Task requirements: Reproduce the portion of the career questionnaire starting at "My mom stayed" and ending at "listen to her.", keeping every word and punctuation mark unchanged.

Provided passage:
..............................
1. What is your current occupation? Is this what you chose to be doing at this point in your life? Why or why not?
I'm a Systems Administrator/Help Desk Manager (but I'm the only person in the help desk. I manage myself!) for a non-teaching department at Brown University.

I chose it in as much as I moved away from the secretarial/administrative assistant positions I'd had prior to this because I really like working with computers, and I'm apparently very good at helping people solve their problems with them. At my current workplace, my job evolved to what it is now for a variety of reasons, but you could say that I chose this. As far as whether it's where I thought I'd be as a kid - no. But it's where I saw myself wanting to be over the past few years.

2. If time/talent/money were no object, what would your dream occupation be?
Working hard at doing nothing, aka living the life of leisure, baby! Writing would be the second choice. Acting the third.

3. What did/do your parents do for a living? Has this had any influence on your career choices?
My mom stayed home and raised the kids. My dad was an engineer for IBM. What they did has had very little influence on my career choices. My mother, in fact, pushed me toward getting a computer degree. I thank the $diety every day that I didn't listen to her.
..............................
Provided material:
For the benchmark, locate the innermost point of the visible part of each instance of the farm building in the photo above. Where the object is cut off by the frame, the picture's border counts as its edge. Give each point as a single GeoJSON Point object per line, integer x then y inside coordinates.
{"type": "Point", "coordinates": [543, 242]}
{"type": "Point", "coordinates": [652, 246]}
..............................
Reply:
My mom stayed home and raised the kids. My dad was an engineer for IBM. What they did has had very little influence on my career choices. My mother, in fact, pushed me toward getting a computer degree. I thank the $diety every day that I didn't listen to her.